++++ MATERIAL DEL EJERCICIO ++++

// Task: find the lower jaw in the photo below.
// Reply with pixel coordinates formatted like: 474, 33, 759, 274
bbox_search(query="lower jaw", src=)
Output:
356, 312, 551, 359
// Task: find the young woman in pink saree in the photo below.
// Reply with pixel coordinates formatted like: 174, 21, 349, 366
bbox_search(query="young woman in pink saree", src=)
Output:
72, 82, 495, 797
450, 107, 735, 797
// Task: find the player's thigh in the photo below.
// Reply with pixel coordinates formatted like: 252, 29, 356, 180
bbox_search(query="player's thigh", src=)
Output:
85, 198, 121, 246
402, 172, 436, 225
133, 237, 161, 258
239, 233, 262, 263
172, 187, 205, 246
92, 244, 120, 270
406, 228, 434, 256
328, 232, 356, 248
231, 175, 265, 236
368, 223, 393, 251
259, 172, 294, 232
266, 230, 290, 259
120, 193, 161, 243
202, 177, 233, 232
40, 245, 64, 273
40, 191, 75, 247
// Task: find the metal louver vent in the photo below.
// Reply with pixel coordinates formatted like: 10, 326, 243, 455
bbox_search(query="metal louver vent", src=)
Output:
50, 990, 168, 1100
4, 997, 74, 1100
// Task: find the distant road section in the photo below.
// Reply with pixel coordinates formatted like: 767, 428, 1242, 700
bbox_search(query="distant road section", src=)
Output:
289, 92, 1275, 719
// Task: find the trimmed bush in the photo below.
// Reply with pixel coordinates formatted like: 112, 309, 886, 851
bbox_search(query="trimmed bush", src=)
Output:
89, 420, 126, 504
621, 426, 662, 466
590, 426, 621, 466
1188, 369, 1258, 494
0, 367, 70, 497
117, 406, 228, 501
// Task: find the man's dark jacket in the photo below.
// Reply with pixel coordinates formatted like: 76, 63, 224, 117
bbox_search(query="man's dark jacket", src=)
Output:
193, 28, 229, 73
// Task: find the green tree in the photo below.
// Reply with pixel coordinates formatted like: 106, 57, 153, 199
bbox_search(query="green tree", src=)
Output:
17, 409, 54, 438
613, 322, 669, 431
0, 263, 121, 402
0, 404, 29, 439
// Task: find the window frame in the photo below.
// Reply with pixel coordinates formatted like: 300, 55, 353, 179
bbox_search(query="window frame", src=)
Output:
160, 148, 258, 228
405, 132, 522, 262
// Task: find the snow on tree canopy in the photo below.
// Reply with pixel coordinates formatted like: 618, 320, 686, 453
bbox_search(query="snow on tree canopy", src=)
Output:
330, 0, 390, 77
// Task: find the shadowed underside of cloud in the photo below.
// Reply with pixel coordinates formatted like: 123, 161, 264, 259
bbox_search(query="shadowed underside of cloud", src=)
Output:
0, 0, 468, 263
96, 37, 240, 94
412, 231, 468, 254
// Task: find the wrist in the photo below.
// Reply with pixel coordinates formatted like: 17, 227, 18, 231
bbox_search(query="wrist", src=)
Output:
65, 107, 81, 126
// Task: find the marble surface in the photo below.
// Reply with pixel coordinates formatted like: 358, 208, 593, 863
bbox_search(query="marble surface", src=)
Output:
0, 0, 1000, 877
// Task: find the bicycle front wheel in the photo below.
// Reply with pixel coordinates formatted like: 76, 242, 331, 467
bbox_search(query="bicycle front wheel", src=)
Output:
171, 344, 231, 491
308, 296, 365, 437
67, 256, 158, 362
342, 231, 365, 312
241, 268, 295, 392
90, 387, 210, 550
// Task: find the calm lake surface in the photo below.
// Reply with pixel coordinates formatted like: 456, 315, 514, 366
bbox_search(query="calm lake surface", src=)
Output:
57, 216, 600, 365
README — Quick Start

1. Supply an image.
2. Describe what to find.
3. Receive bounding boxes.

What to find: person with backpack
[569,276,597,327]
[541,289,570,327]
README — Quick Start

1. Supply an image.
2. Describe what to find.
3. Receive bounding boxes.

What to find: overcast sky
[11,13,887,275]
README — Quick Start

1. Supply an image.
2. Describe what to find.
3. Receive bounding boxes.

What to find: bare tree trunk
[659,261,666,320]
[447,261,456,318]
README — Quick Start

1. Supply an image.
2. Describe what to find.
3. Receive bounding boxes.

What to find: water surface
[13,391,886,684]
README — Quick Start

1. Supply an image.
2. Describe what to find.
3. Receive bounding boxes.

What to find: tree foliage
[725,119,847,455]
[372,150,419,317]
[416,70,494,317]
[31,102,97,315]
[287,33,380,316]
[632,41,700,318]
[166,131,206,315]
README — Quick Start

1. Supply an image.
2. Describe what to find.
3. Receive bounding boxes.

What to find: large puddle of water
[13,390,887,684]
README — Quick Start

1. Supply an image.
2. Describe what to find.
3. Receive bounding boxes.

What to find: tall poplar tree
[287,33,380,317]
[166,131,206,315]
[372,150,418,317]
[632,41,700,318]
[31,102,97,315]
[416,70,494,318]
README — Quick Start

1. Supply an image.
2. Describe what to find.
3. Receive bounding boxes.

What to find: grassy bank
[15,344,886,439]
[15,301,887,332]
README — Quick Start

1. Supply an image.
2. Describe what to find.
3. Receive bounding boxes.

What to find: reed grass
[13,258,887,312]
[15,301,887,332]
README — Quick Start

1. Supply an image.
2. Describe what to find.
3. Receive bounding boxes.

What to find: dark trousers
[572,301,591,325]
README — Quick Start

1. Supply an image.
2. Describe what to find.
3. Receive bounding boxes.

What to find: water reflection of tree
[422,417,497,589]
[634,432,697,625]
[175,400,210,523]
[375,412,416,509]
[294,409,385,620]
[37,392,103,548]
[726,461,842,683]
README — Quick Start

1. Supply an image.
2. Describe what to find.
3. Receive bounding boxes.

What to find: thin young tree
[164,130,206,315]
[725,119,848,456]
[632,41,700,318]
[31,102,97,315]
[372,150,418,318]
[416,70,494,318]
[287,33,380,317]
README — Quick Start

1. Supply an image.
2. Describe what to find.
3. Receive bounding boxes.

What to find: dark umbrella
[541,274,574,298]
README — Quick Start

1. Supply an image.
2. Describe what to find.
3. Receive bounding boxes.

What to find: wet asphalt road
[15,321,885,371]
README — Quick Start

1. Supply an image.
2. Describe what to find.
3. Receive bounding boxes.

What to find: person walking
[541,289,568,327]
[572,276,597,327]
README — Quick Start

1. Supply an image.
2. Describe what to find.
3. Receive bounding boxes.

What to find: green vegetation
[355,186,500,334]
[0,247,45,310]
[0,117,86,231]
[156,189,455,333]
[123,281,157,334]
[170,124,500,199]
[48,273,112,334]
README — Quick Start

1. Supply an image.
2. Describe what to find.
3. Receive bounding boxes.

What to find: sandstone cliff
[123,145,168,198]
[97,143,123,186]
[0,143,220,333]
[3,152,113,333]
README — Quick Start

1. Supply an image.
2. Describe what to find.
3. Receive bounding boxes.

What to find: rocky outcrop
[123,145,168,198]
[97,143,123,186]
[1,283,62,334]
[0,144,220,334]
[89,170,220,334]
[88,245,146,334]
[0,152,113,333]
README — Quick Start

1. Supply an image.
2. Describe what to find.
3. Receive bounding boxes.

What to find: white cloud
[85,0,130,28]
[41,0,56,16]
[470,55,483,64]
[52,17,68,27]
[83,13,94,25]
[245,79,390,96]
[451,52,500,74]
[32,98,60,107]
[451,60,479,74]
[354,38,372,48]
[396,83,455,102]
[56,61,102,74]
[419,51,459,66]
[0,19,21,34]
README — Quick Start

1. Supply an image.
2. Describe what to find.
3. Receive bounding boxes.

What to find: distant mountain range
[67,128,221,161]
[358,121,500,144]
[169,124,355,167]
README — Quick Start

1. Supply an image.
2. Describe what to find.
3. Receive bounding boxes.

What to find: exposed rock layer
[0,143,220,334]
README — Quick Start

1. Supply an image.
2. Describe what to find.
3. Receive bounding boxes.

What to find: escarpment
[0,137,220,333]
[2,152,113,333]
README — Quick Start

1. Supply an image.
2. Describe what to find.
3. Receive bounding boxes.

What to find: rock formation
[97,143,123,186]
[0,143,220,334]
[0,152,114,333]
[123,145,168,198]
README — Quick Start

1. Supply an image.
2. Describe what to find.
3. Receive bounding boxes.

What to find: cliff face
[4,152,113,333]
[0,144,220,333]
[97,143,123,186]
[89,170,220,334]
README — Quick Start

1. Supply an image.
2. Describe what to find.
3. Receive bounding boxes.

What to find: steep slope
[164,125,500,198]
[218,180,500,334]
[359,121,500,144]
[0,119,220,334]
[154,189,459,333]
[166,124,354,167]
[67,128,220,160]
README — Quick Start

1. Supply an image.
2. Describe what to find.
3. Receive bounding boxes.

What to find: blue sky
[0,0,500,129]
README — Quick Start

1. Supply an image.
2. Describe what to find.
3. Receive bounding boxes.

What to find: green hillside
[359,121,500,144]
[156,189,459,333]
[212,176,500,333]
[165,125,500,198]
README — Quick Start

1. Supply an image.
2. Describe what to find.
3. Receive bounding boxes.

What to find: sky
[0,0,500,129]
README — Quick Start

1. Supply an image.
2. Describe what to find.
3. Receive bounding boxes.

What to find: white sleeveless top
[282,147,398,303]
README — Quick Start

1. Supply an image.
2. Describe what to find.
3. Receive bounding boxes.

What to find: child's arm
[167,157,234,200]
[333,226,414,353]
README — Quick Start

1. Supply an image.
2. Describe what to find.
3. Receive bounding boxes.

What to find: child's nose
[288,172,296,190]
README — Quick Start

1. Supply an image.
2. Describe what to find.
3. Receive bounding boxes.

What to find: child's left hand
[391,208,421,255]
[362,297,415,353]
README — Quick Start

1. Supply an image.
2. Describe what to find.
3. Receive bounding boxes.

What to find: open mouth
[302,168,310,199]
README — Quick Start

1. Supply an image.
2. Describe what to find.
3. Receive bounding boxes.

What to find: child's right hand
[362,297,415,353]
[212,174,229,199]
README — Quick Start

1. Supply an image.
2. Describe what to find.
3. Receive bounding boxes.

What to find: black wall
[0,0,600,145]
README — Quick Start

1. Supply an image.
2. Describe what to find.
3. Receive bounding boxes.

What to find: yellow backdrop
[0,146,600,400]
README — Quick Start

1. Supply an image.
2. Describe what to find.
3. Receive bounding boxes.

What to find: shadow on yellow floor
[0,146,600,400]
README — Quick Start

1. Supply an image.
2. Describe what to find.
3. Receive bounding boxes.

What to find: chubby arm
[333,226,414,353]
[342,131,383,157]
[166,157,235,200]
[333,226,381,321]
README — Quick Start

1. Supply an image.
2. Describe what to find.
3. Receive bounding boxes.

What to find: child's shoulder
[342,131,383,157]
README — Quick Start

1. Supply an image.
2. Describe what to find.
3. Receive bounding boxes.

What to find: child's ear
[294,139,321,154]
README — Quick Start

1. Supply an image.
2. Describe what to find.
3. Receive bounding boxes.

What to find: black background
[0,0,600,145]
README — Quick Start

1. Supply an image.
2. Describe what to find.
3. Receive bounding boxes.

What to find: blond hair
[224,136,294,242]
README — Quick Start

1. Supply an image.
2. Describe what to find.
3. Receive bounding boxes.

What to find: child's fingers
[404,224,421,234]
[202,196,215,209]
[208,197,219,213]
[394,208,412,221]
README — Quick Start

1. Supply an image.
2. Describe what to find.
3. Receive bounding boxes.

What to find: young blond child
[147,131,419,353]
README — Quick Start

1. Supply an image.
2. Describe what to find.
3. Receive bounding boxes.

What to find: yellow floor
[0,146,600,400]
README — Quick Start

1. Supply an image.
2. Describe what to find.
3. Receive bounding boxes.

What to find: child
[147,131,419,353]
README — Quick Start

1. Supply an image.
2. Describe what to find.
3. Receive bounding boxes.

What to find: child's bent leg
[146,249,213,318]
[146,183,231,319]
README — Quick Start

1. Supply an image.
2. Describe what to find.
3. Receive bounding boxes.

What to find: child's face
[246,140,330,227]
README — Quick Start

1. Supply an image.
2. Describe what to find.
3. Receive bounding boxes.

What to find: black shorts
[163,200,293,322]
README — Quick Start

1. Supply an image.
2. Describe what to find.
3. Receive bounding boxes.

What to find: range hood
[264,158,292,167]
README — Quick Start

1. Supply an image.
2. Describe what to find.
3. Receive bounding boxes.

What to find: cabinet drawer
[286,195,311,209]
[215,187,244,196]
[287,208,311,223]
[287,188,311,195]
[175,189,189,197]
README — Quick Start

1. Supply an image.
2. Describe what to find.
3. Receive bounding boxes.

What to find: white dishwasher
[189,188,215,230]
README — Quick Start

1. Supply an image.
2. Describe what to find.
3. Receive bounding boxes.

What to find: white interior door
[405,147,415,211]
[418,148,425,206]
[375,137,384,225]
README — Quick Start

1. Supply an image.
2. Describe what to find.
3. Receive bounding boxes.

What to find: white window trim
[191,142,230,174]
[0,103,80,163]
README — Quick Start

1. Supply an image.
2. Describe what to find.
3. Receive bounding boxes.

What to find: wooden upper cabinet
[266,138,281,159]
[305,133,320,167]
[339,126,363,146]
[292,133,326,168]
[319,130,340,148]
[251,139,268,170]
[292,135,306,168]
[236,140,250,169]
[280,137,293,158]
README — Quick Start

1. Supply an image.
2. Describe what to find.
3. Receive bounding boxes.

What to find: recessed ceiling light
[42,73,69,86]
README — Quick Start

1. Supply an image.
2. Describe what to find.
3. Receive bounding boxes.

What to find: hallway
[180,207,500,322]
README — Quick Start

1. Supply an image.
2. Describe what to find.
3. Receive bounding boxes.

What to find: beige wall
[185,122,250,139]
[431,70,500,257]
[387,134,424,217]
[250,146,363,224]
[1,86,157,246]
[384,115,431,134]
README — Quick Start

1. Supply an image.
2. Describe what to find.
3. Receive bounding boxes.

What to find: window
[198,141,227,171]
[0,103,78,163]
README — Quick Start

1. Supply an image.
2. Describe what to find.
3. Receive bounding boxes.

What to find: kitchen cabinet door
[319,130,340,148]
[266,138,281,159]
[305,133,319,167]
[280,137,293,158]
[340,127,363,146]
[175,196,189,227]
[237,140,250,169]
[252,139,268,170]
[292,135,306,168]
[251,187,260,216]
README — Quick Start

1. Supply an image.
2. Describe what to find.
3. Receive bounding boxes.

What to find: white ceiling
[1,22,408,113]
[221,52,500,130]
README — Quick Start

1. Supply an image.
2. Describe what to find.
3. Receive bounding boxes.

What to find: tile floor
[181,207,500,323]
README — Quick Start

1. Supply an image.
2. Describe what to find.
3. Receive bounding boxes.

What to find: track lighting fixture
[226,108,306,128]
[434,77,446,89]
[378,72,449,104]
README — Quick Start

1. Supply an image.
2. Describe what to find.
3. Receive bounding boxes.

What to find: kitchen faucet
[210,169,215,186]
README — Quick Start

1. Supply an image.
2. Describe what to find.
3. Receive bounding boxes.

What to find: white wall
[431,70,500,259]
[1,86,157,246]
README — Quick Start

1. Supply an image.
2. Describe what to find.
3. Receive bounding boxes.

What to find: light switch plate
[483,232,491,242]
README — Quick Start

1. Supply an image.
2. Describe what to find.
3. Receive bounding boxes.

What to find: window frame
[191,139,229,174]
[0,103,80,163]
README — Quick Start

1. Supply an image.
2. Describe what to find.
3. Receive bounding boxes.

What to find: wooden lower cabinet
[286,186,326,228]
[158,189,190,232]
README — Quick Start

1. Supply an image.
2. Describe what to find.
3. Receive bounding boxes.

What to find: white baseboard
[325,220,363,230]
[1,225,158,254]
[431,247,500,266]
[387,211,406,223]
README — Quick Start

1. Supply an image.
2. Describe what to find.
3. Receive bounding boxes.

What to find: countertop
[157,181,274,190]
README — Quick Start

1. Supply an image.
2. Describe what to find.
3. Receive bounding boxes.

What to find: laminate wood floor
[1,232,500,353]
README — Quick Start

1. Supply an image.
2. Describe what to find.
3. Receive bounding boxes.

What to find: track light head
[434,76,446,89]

++++

> **OBJETIVO**:
Por favor, reproduce sin ningún cambio el tramo que va desde la primera fila hasta la fila que contiene "4, 997, 74, 1100", ambas incluidas, y nada más.

> **RESPUESTA**:
// Task: find the lower jaw in the photo below.
// Reply with pixel coordinates formatted like: 474, 33, 759, 274
bbox_search(query="lower jaw", src=)
Output:
356, 312, 551, 359
// Task: find the young woman in pink saree in the photo below.
// Reply with pixel coordinates formatted like: 174, 21, 349, 366
bbox_search(query="young woman in pink saree", src=)
Output:
72, 82, 495, 797
450, 107, 735, 797
// Task: find the player's thigh in the photo below.
// Reply with pixel coordinates formatted like: 252, 29, 356, 180
bbox_search(query="player's thigh", src=)
Output:
85, 198, 121, 246
402, 172, 436, 225
133, 237, 161, 258
239, 233, 262, 263
172, 187, 205, 246
92, 244, 120, 270
406, 228, 434, 256
328, 232, 356, 248
231, 175, 265, 236
368, 223, 393, 251
259, 172, 294, 232
266, 230, 290, 259
120, 193, 161, 243
202, 177, 233, 232
40, 245, 64, 273
40, 191, 75, 247
// Task: find the metal louver vent in the photo below.
// Reply with pixel coordinates formatted like: 10, 326, 243, 455
bbox_search(query="metal louver vent", src=)
Output:
50, 990, 168, 1100
4, 997, 74, 1100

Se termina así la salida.